◆ STATED PROBLEM
Only the lines from the one with "Note: identify the calm" onward are wanted, through the last line of the entries, set down exactly.
== INPUT DATA
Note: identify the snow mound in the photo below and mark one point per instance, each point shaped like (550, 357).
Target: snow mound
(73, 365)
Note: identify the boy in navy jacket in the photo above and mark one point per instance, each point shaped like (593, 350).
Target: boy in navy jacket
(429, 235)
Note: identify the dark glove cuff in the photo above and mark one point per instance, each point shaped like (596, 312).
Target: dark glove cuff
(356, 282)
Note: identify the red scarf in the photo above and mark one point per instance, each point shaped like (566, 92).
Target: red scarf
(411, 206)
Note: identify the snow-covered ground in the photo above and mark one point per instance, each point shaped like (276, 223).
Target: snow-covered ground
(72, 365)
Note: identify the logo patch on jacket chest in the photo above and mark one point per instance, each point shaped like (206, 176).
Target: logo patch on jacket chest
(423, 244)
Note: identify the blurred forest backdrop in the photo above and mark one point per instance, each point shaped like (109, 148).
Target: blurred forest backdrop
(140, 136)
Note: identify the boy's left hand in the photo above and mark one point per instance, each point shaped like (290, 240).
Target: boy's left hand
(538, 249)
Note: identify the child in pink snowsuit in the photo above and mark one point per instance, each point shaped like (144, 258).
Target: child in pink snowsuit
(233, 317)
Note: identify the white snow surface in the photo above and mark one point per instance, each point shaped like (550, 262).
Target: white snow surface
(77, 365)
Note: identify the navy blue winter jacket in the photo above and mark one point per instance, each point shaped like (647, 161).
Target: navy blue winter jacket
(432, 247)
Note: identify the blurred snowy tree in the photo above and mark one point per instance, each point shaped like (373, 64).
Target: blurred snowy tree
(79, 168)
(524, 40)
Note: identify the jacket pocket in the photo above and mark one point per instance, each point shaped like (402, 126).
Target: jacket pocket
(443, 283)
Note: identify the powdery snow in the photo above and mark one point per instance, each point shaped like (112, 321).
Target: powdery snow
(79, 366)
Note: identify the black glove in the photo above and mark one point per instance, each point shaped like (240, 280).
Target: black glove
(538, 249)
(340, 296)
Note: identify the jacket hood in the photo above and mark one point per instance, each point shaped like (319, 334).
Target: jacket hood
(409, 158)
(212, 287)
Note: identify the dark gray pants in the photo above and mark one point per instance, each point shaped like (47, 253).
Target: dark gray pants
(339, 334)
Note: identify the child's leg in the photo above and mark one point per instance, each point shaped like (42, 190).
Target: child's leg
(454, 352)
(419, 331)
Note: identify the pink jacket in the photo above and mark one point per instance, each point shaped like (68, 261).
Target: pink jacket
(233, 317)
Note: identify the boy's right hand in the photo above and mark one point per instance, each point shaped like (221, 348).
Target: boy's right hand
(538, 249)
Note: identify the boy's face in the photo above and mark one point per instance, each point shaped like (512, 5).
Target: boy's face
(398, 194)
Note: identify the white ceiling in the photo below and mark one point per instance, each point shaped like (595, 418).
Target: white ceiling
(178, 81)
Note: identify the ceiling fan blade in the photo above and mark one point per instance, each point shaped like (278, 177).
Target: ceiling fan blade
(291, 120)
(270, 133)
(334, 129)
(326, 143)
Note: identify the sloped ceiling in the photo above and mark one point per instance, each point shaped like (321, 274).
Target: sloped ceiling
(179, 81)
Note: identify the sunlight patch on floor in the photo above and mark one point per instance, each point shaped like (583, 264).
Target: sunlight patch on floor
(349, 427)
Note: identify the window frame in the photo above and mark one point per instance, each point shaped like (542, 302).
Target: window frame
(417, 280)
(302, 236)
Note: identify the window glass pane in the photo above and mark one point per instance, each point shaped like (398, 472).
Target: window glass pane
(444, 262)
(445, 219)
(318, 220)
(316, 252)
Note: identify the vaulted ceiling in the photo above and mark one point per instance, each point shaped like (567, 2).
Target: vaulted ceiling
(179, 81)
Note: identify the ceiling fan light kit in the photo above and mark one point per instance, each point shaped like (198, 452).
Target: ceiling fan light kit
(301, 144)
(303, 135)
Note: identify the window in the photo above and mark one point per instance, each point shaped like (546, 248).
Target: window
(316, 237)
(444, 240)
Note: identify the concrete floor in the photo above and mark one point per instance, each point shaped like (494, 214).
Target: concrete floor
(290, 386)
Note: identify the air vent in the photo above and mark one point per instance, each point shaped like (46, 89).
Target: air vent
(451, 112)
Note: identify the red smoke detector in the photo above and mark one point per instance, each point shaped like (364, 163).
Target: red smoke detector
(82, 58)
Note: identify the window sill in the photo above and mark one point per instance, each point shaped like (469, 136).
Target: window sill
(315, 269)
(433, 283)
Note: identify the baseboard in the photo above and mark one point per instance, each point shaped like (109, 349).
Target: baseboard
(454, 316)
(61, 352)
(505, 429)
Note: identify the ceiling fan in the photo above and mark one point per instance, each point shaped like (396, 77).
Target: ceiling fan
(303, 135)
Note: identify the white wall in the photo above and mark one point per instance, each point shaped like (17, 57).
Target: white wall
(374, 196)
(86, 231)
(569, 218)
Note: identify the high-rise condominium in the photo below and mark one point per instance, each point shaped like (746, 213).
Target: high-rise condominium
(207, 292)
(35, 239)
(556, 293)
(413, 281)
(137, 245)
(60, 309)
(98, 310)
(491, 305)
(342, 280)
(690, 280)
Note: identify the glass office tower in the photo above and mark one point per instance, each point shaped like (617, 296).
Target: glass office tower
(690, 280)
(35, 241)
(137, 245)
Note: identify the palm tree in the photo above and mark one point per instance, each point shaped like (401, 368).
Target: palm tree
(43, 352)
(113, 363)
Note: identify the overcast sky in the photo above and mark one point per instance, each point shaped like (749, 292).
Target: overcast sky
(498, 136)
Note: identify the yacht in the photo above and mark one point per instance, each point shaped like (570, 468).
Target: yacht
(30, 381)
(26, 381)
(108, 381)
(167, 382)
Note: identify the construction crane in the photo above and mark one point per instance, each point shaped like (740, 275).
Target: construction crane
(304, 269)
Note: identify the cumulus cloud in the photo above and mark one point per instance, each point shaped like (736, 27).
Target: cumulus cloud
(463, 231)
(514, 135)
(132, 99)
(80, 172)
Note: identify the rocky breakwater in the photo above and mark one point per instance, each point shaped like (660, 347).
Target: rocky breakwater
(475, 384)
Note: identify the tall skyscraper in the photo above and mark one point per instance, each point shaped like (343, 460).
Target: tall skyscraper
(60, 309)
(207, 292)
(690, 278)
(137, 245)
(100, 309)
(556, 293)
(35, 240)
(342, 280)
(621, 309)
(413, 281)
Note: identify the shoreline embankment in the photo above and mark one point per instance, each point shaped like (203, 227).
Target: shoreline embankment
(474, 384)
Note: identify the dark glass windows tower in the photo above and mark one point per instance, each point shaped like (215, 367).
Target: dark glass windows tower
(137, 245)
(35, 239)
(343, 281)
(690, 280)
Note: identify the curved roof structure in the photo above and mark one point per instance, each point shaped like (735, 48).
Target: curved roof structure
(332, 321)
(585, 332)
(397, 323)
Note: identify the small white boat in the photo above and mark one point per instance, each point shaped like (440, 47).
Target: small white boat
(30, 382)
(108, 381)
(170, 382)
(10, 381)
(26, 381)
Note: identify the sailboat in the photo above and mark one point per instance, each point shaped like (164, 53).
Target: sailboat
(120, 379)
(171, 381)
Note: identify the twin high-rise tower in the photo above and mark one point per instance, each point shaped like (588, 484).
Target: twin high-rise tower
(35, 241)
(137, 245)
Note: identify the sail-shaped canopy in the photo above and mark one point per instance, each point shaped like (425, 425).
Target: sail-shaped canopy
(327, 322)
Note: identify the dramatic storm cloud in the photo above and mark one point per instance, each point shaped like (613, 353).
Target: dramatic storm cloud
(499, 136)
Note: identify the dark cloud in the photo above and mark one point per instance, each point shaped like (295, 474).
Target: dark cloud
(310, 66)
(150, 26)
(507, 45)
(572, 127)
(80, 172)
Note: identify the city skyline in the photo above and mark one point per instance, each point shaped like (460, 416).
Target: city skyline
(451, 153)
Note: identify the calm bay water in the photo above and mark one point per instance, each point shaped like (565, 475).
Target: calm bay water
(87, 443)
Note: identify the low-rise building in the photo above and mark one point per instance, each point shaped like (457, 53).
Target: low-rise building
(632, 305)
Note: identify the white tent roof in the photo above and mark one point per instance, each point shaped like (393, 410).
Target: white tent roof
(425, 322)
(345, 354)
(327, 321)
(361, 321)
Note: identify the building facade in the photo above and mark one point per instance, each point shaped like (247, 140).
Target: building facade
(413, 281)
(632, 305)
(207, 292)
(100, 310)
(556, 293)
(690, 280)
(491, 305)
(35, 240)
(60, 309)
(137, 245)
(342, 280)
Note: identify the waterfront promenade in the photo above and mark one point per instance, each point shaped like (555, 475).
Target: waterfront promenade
====
◆ TASK OUTPUT
Note: identify the calm bay water in the photo above and mark one point per instance, each point shaped like (565, 475).
Target: calm bay water
(87, 443)
Note: identify the low-rise building in the photo above and mark one point per instance, each point shaped like (457, 53).
Target: low-rise building
(632, 305)
Note: identify the white tent roof in the photo above and mark one point per instance, each point shaped like (393, 410).
Target: white tent roof
(425, 322)
(345, 354)
(327, 321)
(361, 321)
Note: identify the building facade in the photo above and mark one point per instance, each point shaped like (247, 140).
Target: building facade
(413, 281)
(632, 305)
(207, 292)
(100, 310)
(556, 293)
(690, 280)
(491, 305)
(35, 240)
(60, 309)
(137, 245)
(342, 280)
Note: identify the waterfront promenade in the photo above and mark one point per instance, each point shaped like (555, 475).
Target: waterfront promenade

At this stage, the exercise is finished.